| The data |
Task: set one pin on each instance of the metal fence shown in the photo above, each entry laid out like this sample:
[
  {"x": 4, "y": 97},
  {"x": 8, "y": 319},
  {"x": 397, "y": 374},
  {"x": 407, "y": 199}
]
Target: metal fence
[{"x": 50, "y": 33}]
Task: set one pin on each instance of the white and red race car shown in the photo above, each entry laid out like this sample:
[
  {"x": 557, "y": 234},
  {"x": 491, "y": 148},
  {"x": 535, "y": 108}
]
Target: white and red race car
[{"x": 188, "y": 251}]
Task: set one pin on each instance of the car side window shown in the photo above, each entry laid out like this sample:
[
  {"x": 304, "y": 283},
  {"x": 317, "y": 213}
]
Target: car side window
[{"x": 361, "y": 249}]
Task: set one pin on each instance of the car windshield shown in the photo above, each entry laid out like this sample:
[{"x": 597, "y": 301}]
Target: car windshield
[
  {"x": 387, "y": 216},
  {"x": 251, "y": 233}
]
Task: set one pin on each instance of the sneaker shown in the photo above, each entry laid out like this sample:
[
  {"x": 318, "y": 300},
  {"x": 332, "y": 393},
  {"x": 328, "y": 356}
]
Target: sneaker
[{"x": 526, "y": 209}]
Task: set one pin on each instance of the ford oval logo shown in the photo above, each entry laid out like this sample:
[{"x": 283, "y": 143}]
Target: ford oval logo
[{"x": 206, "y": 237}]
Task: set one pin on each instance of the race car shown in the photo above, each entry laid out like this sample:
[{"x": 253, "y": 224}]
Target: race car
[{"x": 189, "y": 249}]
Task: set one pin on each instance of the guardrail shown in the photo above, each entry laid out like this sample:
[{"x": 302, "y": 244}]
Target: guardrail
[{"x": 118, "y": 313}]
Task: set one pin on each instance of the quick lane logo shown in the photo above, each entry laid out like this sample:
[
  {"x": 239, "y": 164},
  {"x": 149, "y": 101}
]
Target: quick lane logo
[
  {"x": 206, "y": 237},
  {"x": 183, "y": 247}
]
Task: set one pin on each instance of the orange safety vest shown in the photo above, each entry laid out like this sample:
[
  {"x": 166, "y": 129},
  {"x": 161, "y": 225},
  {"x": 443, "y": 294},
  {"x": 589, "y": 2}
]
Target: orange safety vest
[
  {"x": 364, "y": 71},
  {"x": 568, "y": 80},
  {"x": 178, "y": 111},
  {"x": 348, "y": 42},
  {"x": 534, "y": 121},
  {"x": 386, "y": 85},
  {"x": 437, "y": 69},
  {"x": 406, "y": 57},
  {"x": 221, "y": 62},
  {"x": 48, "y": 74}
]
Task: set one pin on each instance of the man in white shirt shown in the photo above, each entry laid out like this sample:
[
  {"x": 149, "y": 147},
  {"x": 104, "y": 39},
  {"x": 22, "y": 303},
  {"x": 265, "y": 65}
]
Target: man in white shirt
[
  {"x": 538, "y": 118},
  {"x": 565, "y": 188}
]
--
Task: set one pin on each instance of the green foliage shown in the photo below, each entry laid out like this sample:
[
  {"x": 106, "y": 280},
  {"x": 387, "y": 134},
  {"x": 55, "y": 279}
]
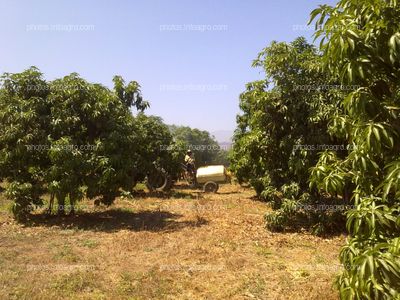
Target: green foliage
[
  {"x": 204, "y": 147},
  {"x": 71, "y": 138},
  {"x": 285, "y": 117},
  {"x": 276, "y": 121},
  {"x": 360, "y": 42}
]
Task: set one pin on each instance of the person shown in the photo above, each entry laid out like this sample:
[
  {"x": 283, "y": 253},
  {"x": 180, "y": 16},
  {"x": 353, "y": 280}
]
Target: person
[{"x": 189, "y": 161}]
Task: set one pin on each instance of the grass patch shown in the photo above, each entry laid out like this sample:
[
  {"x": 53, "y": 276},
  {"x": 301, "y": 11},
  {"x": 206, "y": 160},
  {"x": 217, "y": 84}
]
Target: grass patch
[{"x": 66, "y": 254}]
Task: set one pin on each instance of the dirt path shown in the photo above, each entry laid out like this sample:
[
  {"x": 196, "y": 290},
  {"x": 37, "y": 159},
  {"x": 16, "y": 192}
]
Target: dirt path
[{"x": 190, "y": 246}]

| Task description |
Count the lines in the entries above that contain the word "patch", and state only that number.

| Written solution |
2